[Source records]
++++++++

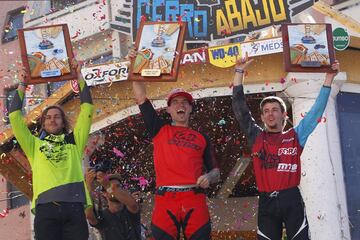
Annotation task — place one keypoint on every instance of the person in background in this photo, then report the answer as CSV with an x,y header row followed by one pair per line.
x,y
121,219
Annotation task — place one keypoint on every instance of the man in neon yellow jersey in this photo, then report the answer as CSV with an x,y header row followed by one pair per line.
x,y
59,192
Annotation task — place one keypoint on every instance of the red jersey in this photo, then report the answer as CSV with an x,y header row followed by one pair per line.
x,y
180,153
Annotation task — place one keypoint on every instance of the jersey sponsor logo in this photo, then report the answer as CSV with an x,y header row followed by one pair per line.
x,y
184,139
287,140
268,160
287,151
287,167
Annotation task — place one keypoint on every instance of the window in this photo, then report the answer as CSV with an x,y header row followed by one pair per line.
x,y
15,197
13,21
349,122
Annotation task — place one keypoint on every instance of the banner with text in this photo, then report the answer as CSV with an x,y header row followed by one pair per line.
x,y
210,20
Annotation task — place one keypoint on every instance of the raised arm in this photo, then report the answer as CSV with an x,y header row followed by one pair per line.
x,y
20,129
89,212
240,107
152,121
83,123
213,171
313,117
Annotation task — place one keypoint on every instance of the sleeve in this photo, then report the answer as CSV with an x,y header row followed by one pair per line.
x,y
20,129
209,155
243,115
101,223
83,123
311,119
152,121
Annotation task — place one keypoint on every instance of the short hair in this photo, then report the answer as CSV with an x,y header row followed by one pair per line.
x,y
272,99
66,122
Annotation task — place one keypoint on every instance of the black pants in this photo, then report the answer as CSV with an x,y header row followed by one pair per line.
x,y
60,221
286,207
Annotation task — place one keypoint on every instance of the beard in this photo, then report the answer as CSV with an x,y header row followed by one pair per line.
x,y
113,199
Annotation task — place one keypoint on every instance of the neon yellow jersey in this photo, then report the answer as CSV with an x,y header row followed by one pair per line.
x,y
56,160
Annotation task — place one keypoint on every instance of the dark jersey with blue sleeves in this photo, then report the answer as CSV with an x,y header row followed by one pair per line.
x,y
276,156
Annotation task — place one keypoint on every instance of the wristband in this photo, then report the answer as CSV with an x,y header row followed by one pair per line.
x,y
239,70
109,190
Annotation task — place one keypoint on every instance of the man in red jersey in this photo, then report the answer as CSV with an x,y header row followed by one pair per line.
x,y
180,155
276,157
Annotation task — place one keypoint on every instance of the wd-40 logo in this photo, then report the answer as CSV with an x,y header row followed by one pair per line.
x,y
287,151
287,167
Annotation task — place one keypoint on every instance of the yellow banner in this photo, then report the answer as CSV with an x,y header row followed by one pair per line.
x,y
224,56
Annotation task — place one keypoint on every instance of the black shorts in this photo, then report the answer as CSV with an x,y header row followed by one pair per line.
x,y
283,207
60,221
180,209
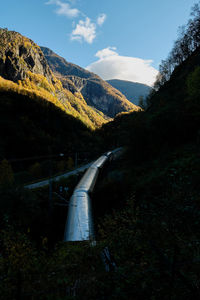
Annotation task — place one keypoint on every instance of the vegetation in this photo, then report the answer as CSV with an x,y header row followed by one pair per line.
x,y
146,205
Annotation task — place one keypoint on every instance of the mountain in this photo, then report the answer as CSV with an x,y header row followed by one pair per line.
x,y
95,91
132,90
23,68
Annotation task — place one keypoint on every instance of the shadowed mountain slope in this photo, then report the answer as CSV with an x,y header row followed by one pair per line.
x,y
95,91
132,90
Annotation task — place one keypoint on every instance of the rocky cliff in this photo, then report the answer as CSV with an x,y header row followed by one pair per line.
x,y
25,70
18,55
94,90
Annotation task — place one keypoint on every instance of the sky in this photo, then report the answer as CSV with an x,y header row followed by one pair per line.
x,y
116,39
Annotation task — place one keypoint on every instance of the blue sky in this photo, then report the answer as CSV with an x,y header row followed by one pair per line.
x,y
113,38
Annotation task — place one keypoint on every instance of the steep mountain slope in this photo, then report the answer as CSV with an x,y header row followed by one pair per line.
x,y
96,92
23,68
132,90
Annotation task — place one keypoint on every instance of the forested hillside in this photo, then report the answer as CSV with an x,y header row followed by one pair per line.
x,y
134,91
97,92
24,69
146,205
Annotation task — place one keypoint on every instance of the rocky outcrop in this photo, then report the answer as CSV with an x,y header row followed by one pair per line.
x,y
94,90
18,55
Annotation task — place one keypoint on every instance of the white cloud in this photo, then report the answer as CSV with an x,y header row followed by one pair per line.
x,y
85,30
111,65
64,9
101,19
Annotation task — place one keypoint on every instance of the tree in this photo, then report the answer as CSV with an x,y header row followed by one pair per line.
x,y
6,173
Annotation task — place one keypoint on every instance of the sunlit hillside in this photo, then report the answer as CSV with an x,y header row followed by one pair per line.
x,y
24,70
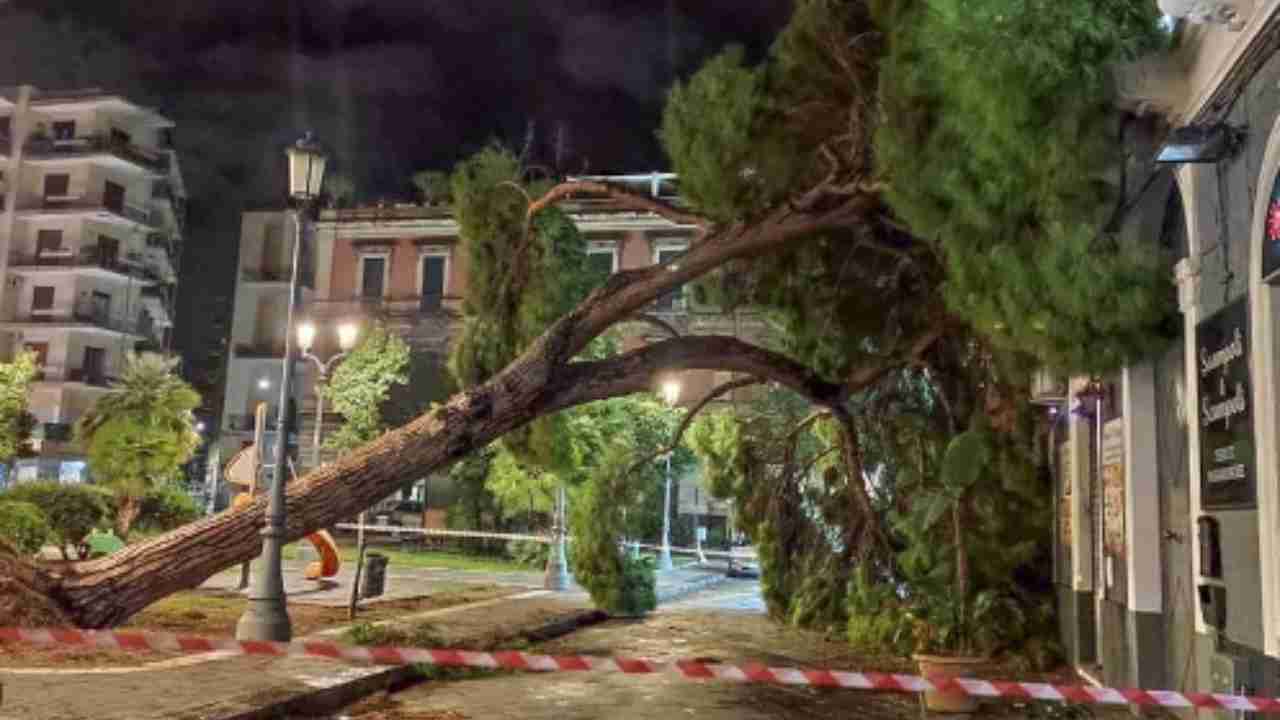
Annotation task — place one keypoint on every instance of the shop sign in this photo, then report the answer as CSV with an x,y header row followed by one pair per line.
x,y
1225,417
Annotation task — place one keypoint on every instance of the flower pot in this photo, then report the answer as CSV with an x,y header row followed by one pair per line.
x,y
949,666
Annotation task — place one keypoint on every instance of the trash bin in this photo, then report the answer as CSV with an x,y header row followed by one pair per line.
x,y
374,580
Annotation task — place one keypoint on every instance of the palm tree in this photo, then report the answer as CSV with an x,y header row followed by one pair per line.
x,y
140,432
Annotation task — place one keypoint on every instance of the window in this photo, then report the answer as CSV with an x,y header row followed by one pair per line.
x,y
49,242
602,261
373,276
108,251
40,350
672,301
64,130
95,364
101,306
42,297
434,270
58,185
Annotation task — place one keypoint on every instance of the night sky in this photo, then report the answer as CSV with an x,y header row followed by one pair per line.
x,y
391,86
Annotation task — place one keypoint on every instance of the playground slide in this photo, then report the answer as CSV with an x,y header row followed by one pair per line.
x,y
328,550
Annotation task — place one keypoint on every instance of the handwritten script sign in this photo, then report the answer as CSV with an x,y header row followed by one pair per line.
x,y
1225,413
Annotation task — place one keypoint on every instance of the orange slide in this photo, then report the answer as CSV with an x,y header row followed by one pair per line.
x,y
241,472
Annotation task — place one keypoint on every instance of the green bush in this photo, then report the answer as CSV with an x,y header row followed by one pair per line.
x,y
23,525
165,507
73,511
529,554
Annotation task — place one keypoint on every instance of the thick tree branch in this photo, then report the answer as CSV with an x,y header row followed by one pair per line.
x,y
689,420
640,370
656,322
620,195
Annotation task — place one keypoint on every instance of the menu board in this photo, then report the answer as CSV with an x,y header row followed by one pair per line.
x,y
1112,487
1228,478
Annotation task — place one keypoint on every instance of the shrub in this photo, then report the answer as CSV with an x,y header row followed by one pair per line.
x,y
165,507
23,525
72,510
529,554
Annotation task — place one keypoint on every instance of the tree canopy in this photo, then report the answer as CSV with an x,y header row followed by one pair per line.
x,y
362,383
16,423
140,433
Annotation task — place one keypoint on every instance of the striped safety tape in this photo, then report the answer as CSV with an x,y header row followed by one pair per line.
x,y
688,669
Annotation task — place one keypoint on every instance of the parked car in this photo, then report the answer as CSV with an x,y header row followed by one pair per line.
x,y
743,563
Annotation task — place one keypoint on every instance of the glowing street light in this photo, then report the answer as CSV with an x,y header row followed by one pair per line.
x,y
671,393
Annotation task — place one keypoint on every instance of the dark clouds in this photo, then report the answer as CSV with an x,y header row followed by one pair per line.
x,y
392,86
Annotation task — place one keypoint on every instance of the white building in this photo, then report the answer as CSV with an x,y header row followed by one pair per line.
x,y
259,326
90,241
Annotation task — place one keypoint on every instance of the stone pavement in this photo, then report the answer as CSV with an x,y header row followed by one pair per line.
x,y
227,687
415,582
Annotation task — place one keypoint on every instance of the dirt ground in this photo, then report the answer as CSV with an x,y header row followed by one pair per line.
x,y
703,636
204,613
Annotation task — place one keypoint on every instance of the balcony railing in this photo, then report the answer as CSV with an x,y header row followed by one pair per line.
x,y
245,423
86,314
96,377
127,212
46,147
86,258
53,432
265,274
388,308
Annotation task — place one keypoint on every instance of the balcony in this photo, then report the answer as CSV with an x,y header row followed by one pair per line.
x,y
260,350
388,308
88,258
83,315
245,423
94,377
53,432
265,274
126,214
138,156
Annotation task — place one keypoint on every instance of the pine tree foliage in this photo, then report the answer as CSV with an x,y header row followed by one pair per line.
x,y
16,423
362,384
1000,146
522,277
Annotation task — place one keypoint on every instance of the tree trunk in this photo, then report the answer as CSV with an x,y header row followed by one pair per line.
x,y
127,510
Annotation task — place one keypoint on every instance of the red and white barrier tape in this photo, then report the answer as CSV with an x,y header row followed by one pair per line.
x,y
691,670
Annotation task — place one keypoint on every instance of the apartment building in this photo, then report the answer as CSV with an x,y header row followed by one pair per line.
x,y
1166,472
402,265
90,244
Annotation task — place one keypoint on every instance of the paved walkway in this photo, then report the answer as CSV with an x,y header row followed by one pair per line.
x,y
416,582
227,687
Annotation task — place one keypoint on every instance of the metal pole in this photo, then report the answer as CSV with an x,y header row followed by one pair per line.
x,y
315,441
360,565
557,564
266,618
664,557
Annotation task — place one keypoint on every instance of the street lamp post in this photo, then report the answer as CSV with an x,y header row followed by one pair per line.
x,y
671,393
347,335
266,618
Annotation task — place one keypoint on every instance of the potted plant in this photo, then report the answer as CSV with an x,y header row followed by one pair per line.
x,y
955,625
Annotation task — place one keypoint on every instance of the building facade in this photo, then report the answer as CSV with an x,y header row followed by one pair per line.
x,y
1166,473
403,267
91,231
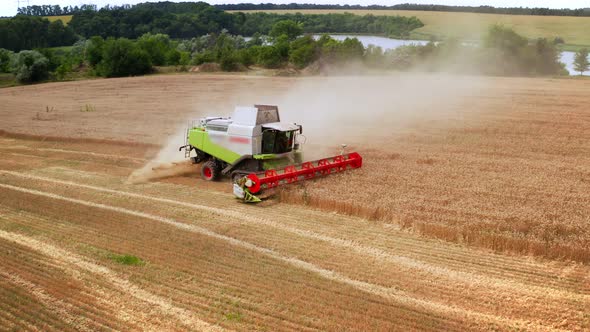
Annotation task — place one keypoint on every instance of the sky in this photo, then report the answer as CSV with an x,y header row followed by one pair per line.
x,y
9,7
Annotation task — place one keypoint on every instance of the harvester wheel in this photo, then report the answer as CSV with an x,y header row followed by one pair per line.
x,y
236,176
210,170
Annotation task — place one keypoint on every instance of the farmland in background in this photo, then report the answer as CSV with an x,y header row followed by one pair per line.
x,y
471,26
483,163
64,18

++++++++

Restate verbatim the lines running from the line with "of the paved" through the end of the material; both ends count, and images are omitted.

• [ANSWER TO THE TASK]
Annotation task — place one keypoint on every instance of the paved walkway in this photo, then report the answer as CSV with an x,y header row followed by one pair per line.
x,y
416,582
227,687
Annotation task — place one keypoint on every instance of the metal pole in this photo, then report the answer as CSV with an x,y header row followed by one pair per line.
x,y
315,441
360,565
557,564
266,618
664,557
Annotation task — place one keypoint on every instance of the street lamp post in this photo, then report the answer as CSV with an x,y header row followed by one pair per line.
x,y
671,393
347,335
266,618
Annotation task — place one keypoint on every instance of the potted plant in this photo, then report the answer as CSV with an x,y header row followed by one pair per line.
x,y
955,625
Annotation task — place one keypoint on every instance of the building facade in this photo, then report the answer as CSV with an x,y header row followed by one pair per line.
x,y
1166,473
403,267
91,231
Annotation task — place one keypoint on every instance of the sky in this photo, then report the answer as CSV with an x,y header row followed by one pair per line.
x,y
9,7
Annotation task — place one keypoint on every instance of the harvester wheel in this photo, then report the answer as CSV with an x,y header row followed by one pair per line.
x,y
236,176
210,170
Annotation task — place one keypoint on every instance of the farmland in background in this photo, then report the answer as CSV with an x,y header row followed by one pair per line.
x,y
471,26
483,163
64,18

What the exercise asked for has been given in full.